[[ RECORDS FOR THIS EXERCISE open ]]

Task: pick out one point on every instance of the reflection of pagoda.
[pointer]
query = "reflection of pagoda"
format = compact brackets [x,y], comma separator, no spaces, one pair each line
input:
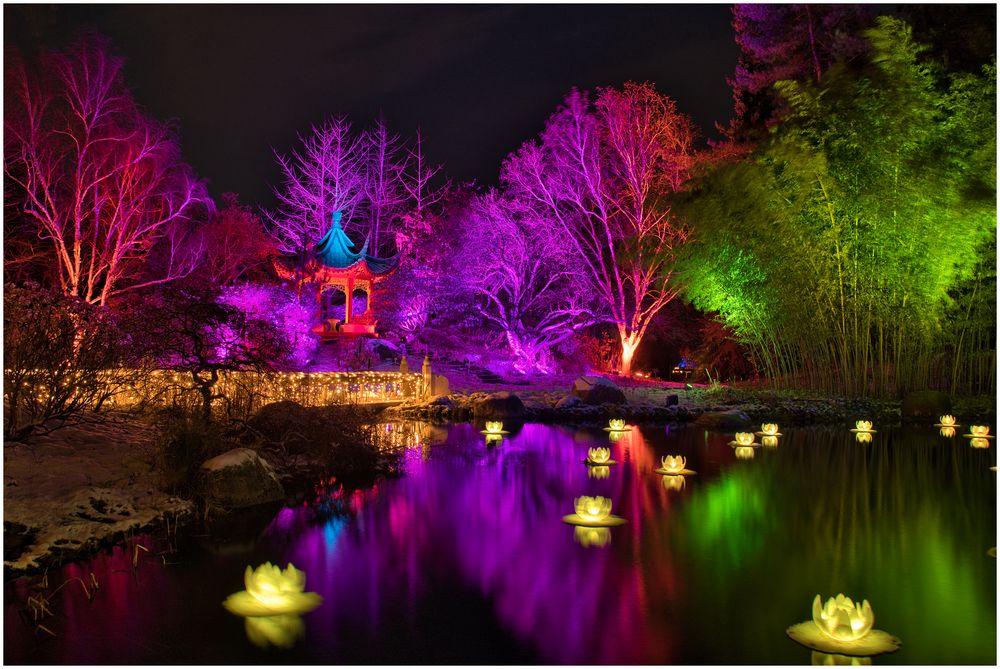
[335,268]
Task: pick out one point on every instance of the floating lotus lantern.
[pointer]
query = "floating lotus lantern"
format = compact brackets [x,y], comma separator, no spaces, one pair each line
[673,465]
[820,659]
[769,430]
[947,421]
[598,472]
[279,631]
[593,512]
[674,483]
[743,439]
[599,456]
[271,592]
[840,626]
[597,537]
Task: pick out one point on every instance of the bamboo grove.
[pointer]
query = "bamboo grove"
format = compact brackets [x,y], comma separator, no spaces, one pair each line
[854,249]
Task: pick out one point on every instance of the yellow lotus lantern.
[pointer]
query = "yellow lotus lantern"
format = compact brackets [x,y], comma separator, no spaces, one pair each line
[279,631]
[599,456]
[843,627]
[863,426]
[271,591]
[743,439]
[599,472]
[947,421]
[674,483]
[674,465]
[593,512]
[769,430]
[596,537]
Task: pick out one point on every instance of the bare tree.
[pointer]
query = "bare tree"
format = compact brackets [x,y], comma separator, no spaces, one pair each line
[599,175]
[102,183]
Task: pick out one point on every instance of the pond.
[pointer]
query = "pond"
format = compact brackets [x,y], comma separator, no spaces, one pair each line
[466,559]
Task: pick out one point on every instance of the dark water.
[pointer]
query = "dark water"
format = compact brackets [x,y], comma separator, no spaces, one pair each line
[466,559]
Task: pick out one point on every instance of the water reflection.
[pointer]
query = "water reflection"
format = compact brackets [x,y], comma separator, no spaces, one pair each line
[466,559]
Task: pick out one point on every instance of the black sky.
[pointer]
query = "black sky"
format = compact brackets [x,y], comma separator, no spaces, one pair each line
[478,79]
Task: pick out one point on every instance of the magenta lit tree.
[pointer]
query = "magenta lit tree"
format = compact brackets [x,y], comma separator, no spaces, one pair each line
[103,185]
[598,178]
[527,281]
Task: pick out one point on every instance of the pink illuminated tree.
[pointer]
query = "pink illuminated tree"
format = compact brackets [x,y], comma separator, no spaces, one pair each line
[102,184]
[598,178]
[527,281]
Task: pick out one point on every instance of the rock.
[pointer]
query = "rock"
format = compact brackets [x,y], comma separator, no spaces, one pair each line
[595,390]
[569,402]
[723,420]
[499,405]
[238,478]
[925,404]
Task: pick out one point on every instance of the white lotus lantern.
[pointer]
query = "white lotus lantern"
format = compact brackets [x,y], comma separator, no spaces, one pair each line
[674,483]
[596,537]
[674,465]
[843,627]
[271,591]
[863,426]
[593,512]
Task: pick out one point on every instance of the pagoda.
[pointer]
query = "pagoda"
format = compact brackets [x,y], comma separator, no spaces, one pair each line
[333,266]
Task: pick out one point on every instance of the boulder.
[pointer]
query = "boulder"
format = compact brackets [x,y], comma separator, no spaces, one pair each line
[569,402]
[925,404]
[733,419]
[597,390]
[238,478]
[499,405]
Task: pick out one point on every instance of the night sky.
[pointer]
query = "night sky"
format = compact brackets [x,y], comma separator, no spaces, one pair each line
[478,80]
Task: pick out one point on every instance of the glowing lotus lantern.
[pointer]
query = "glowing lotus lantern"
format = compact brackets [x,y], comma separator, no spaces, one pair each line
[947,421]
[271,591]
[673,465]
[279,631]
[599,456]
[674,483]
[593,512]
[599,472]
[596,537]
[769,430]
[841,626]
[743,439]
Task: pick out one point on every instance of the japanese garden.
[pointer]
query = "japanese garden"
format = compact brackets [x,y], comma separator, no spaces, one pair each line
[500,334]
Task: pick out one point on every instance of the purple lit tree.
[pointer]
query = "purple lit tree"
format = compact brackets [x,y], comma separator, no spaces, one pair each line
[527,281]
[597,178]
[100,182]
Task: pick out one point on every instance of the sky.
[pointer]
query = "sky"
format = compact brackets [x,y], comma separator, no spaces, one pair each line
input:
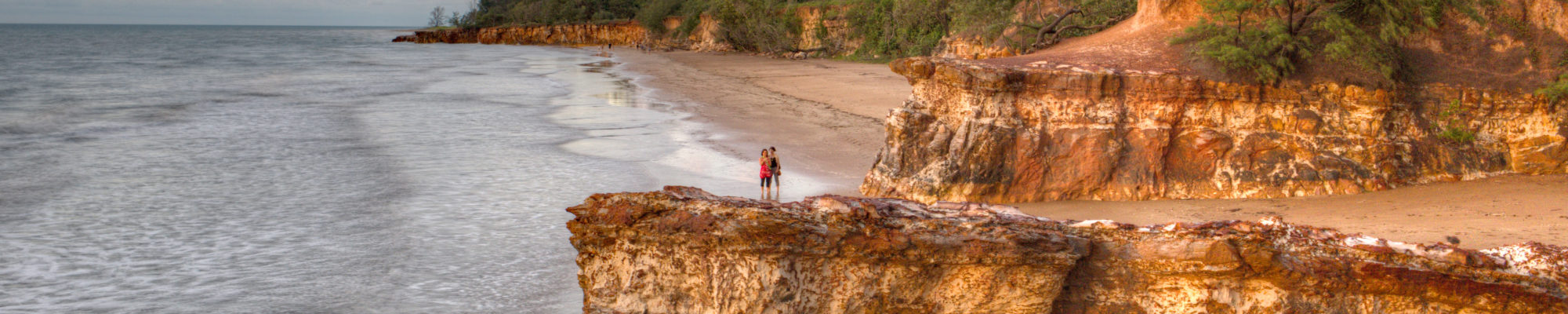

[[ RECORDS FOR THIS EXERCISE closed ]]

Wherever a line above contains "illuminated", copy that line.

Task: pick out one point on every instance of the pink illuminated tree.
query = "pink illuminated tree"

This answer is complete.